Reading passage:
If your kid takes to TTRPGs they will be constantly in demand. I get asked if I will run or play in short D&D games every day. Often while I am working, trying to hustle my kid to his tablet for school, or as a way to evade conversations.
I built gaming into our daily practice before the lockdowns. And I am glad we did, but there are times after 50 minutes for gaming on the kid level that I just want a break. I have definitely had weekends where my energy for running my "home game" with my wife and close friends has suffered because of the output demanded by my son.
I never thought I would occasionally meet "Want to play D&D?" with "What, again?!"
In the end, this is an opportunity to teach your kid to pace himself. And if you treat it as such, this can be endearing. And hopefully, in the long run, rewarding. But restraint is not a Virtue five-year-old brains are equipped to supply consistently.

Excerpted data:

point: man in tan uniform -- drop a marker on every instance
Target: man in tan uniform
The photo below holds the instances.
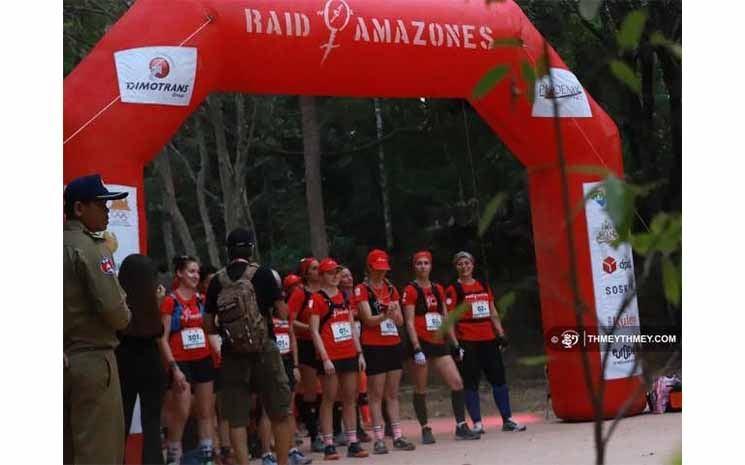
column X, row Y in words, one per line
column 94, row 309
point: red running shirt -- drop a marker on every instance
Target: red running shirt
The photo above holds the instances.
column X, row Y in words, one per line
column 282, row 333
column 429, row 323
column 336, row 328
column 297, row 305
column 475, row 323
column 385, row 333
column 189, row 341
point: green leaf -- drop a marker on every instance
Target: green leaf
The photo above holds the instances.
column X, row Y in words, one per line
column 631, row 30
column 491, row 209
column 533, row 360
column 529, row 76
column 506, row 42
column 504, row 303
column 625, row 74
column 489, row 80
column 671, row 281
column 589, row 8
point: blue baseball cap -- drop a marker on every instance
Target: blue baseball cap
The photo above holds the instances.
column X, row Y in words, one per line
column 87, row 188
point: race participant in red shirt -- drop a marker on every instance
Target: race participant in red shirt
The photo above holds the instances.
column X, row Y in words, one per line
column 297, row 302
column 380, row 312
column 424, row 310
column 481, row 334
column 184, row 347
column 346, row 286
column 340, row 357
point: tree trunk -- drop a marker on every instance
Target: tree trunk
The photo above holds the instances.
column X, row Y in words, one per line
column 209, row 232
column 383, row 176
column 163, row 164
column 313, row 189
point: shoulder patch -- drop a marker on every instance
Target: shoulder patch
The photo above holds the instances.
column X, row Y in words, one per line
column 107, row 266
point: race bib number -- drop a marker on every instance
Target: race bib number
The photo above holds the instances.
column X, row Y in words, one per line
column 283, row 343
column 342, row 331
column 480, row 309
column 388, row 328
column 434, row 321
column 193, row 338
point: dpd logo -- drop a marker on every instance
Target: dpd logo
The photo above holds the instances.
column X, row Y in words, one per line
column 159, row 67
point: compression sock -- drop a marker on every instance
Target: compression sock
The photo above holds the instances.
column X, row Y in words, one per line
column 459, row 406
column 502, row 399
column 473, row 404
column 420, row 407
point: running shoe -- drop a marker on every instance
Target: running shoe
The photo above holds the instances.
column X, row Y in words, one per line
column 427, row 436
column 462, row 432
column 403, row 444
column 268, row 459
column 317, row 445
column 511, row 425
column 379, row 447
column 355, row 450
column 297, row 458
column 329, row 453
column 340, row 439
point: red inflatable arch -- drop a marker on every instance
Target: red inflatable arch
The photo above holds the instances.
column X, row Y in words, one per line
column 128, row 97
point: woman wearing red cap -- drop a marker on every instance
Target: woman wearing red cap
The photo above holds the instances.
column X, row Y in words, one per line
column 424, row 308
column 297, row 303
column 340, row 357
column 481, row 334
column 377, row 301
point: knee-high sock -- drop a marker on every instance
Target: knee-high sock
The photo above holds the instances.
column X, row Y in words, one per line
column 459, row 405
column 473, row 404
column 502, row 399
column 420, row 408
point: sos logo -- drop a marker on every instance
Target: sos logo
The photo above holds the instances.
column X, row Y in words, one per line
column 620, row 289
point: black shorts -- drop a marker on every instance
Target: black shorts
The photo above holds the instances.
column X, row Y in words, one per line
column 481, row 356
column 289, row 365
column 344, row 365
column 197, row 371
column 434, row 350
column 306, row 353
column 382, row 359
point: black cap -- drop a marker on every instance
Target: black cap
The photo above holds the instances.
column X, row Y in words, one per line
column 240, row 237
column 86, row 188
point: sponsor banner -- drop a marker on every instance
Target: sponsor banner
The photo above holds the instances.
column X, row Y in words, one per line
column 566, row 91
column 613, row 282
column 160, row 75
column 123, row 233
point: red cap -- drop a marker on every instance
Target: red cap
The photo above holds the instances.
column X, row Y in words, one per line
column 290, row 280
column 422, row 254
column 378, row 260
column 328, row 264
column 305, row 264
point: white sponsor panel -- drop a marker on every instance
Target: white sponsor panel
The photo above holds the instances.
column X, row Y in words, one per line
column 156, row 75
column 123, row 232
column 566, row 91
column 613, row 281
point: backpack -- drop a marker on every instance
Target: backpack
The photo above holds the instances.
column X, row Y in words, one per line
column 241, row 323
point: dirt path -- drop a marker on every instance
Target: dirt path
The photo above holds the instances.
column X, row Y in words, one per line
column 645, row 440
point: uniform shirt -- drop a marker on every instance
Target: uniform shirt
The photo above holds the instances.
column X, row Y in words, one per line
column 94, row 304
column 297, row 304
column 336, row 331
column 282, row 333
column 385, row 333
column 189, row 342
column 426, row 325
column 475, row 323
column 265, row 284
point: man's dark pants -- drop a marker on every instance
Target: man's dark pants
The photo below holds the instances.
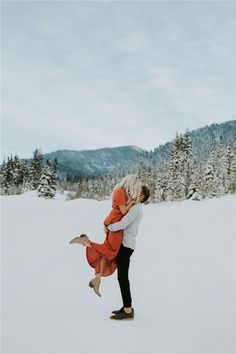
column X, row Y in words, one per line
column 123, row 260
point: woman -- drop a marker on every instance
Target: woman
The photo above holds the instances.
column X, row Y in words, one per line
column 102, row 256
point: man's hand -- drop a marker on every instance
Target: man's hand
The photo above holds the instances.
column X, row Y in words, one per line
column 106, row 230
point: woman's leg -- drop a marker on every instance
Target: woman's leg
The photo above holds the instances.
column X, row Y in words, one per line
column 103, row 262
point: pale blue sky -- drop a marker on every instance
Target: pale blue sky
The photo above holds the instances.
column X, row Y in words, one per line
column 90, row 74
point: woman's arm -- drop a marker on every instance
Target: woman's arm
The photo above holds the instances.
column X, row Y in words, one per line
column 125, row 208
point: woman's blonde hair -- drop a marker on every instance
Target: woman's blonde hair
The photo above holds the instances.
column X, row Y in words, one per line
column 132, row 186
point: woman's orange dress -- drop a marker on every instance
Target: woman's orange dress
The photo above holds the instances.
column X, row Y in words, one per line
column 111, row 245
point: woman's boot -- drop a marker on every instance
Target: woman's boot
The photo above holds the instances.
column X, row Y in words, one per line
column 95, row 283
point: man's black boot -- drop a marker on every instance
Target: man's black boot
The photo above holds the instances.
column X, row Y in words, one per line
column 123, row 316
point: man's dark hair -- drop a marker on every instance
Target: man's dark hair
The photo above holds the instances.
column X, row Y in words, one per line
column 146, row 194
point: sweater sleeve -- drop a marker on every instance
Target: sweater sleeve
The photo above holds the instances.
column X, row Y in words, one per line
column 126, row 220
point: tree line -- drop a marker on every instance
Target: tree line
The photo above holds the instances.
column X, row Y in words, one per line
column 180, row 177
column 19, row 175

Task instructions:
• a. Please say whether each statement agrees with the gaming passage, answering yes or no and quoting the words that decide it: (i) The writer is asked every day to run or play short D&D games. (ii) Gaming became part of the family's daily practice only after the lockdowns started. (iii) The writer says five-year-old brains can supply restraint consistently.
• b. Set down the gaming passage word for word from "If your kid" to "to evade conversations.".
• c. In the gaming passage, after how many minutes of gaming on the kid level does the writer sometimes want a break?
These rows come from a separate source.

Results in order:
• a.
(i) Yes: "I get asked if I will run or play in short D&D games every day."
(ii) No: "I built gaming into our daily practice before the lockdowns."
(iii) No: "But restraint is not a Virtue five-year-old brains are equipped to supply consistently."

• b.
If your kid takes to TTRPGs they will be constantly in demand. I get asked if I will run or play in short D&D games every day. Often while I am working, trying to hustle my kid to his tablet for school, or as a way to evade conversations.

• c. After 50 minutes.